• OBJECTIFS
- A) Répondez aux questions suivantes à partir de l'extrait à lire :
(i) Quelles deux capacités la personne interrogée cite-t-elle pour illustrer une création affranchie des contraintes physiques ?
(ii) D'après la deuxième réplique, que font les voitures dans Rocket League ?
(iii) Plutôt que des véhicules à taille réelle, que propose la personne interrogée dans la dernière réplique ?
- B) Poursuivez l'extrait à lire sur la création d'objets impossibles inspirés du gaming, en reprenant juste après sa dernière phrase.

• EXTRAIT À LIRE
#####

Quelque chose d’impossible ? C’est une bonne question. Je n’y ai jamais vraiment réfléchi en profondeur, mais si je pouvais, j’adorerais créer des choses en s’affranchissant des contraintes physiques : effectivement l’invisibilité, la téléportation… Mais par contre, sans aller jusqu’à des objets impossibles il y a souvent des choses qui font qu’on peut s’en rapprocher ou donner l’illusion qu’on a fait quelque chose d’impossible ! D’ailleurs, en parlant de physique impossible, une chose que j’adorerai faire c’est travailler sur des véhicules. Des choses à la Rocket League, par exemple !
Il va te falloir un casque vraiment renforcé ! Dans Rocket League, les voitures se retournent, roulent sur les murs, se percutent…
Oui (rires). Mais sans aller jusqu’à faire des véhicules à taille réelle, je pourrais aussi faire en sorte de les miniaturiser et de faire rouler des versions miniatures sur un circuit qui imiterait l’univers du jeu… Bref, il y a vraiment plein de possibilités pour s’amuser à recréer des objets improbables du monde du gaming !

#####

• Enregistrements issus d'une source de données
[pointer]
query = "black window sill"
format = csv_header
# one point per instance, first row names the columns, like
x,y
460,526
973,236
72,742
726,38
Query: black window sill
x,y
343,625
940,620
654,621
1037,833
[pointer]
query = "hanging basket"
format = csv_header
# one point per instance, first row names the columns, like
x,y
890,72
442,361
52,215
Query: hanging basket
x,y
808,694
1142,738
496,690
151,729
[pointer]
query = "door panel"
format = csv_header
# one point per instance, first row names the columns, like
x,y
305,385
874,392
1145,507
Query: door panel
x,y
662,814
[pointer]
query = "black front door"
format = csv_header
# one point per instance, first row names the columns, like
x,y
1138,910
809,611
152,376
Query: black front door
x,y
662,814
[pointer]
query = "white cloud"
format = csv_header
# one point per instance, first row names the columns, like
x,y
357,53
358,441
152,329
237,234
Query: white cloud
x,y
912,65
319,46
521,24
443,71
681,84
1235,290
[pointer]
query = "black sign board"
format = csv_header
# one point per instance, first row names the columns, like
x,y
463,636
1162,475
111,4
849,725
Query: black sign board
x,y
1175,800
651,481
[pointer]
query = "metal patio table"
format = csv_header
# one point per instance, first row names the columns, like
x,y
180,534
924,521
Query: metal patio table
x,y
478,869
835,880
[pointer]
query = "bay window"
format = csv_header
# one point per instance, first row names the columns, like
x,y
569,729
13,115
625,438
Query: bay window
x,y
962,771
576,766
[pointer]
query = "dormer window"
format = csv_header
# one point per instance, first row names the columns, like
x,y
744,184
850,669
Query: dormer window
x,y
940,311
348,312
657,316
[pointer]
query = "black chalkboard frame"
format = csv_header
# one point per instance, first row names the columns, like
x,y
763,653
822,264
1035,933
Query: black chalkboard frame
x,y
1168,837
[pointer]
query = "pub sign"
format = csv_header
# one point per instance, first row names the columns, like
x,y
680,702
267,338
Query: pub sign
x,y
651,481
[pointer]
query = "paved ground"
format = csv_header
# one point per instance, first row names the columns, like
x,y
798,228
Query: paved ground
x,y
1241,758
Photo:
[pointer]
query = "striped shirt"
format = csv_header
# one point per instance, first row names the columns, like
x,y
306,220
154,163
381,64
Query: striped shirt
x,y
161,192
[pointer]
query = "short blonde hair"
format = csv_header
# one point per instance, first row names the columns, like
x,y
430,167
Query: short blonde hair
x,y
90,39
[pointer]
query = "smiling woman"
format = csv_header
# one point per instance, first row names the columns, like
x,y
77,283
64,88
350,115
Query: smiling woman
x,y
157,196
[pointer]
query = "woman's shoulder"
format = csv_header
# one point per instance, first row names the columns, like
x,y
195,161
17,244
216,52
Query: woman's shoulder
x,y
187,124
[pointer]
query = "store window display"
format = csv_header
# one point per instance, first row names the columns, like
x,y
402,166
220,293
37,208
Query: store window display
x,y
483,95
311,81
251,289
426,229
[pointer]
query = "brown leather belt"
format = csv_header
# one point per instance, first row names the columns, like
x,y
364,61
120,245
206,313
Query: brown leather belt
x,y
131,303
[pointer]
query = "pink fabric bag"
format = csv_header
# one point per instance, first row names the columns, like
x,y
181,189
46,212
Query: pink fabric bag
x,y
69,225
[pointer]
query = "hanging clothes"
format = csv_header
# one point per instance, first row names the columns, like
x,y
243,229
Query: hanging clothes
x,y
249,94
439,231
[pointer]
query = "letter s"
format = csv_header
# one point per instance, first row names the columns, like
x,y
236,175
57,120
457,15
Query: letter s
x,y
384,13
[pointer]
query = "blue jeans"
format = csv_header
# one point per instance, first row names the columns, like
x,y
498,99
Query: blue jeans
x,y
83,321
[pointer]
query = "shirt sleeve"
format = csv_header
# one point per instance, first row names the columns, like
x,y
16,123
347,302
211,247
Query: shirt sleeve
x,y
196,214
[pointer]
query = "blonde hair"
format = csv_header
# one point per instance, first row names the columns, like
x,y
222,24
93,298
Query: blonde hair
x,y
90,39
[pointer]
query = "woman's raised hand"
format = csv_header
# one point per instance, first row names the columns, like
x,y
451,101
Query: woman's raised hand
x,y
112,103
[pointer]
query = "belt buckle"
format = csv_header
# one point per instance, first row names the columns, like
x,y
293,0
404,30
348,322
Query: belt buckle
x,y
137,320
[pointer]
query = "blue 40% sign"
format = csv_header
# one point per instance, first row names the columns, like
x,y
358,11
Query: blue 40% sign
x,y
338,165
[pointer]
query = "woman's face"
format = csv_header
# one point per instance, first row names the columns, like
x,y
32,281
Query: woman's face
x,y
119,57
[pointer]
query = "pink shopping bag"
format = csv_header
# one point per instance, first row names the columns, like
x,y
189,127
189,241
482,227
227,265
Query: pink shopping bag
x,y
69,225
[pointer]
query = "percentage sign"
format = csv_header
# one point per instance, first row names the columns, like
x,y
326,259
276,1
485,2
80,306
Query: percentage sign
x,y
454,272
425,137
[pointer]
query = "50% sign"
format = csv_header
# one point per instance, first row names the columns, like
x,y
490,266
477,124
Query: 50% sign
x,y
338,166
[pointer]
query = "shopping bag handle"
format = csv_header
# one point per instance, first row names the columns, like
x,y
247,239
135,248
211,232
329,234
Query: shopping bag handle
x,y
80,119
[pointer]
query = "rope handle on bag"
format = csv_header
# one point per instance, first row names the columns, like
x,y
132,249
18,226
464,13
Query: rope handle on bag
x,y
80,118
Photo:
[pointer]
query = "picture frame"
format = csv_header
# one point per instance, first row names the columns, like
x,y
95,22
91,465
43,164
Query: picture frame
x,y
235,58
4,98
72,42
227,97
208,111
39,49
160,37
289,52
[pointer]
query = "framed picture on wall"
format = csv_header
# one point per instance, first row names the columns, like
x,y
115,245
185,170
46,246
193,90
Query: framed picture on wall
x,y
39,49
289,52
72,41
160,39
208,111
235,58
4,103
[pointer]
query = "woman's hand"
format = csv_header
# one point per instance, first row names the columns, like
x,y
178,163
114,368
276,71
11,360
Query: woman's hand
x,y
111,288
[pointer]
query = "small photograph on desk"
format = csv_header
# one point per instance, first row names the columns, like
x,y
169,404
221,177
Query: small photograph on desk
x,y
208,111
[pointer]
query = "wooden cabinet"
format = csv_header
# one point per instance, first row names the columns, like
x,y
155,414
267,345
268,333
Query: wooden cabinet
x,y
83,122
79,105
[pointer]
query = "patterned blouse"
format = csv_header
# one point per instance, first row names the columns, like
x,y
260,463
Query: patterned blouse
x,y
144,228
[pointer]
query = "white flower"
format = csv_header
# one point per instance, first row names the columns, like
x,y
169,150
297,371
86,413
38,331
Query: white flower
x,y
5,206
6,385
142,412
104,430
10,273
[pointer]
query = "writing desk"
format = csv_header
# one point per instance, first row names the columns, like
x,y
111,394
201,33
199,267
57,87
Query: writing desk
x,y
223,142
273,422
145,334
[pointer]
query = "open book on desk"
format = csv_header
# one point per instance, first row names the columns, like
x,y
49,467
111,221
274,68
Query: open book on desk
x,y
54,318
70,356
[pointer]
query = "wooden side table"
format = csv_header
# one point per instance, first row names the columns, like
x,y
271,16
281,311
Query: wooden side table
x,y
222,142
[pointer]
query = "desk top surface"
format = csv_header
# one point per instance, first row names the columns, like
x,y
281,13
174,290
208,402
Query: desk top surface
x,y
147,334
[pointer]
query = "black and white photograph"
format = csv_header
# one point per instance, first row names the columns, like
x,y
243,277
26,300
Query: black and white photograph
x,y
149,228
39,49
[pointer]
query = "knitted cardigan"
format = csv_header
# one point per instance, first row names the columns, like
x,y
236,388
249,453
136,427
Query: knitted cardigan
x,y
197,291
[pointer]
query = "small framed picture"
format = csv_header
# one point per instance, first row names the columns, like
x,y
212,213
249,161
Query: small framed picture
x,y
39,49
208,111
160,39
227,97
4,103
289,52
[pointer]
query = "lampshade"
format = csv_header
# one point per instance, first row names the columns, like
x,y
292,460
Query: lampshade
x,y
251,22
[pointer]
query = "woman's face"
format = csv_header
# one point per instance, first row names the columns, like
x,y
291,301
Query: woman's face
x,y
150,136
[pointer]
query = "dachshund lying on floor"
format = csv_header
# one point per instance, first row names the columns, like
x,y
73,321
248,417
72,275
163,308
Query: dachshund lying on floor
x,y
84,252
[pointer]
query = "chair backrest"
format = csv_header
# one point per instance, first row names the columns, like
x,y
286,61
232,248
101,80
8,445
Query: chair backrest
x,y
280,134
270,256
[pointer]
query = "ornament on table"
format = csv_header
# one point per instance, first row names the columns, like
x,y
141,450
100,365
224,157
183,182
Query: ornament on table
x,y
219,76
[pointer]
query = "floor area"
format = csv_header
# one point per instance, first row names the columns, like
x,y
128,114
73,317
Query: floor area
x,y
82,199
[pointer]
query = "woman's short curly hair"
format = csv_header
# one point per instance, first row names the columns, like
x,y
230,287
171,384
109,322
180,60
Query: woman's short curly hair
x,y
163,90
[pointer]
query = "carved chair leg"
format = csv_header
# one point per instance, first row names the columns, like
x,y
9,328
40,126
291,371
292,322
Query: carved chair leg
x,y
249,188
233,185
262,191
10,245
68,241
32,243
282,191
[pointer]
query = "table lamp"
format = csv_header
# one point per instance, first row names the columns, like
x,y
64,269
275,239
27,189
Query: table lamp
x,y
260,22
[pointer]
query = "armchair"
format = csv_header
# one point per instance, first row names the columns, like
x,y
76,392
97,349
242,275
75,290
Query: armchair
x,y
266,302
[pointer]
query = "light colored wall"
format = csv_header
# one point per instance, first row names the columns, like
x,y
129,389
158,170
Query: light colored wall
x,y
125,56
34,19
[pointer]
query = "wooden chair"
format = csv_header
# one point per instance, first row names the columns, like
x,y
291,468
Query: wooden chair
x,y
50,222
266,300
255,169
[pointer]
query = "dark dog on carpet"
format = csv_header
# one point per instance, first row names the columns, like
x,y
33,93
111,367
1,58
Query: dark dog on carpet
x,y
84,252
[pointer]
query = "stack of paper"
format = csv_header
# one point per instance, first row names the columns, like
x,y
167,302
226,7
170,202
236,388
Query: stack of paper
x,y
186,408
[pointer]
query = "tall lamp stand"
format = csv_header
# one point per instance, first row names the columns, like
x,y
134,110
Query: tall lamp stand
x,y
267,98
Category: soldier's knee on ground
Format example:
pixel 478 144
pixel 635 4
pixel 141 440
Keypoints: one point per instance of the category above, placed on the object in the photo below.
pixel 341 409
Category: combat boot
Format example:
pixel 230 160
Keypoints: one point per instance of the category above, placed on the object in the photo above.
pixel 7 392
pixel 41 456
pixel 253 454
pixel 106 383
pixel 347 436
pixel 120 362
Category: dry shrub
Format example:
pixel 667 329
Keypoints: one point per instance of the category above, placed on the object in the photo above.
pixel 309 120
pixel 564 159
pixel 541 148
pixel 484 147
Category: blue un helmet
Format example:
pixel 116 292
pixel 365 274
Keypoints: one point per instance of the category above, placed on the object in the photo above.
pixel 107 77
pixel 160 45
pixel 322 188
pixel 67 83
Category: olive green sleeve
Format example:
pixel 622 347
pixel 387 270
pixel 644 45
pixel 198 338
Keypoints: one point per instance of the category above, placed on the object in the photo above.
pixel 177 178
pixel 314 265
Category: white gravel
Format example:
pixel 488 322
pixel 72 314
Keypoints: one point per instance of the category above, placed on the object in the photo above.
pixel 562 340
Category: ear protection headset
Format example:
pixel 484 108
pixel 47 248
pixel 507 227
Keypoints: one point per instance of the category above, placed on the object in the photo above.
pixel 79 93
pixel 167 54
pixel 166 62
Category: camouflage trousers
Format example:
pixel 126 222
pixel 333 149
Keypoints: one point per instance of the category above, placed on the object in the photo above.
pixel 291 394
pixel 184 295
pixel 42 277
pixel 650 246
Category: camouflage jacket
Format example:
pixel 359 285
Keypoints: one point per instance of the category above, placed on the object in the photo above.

#####

• RÉSULTATS
- A)
(i) L'invisibilité et la téléportation.
(ii) Elles se retournent, roulent sur les murs et se percutent.
(iii) Miniaturiser les véhicules et faire rouler des versions miniatures sur un circuit qui imiterait l'univers du jeu.

- B)
Pour finir, est-ce que tu as quelque chose à ajouter sur toute cette expérience et sur ce qu’elle t’a apporté ?
Toute cette aventure de recréer le planeur de Fortnite, ça a vraiment été, de loin, le projet le plus impressionnant sur lequel j’ai travaillé ! Mais c’était aussi le plus complexe, car je n’avais pas beaucoup d’expérience dans les ailes, les planeurs, les machines volantes… J’ai donc dû faire pas mal de recherches pour construire quelque chose qui avait du sens et qui avait une chance de fonctionner. Donc techniquement c’était très intéressant et très complexe… Mais surtout extrêmement flippant, parce que au final ça revenait à construire un truc soi-même de A à Z et de sauter avec depuis une tour à six mètres de haut ! Alors d’accord, il y avait un tas de cartons en bas pour amortir, mais ça reste vraiment la chose la plus flippante que j’ai pu faire de toute ma vie !
Oui, au final tu es tombé d’encore plus haut que les gens qui font du saut à la perche !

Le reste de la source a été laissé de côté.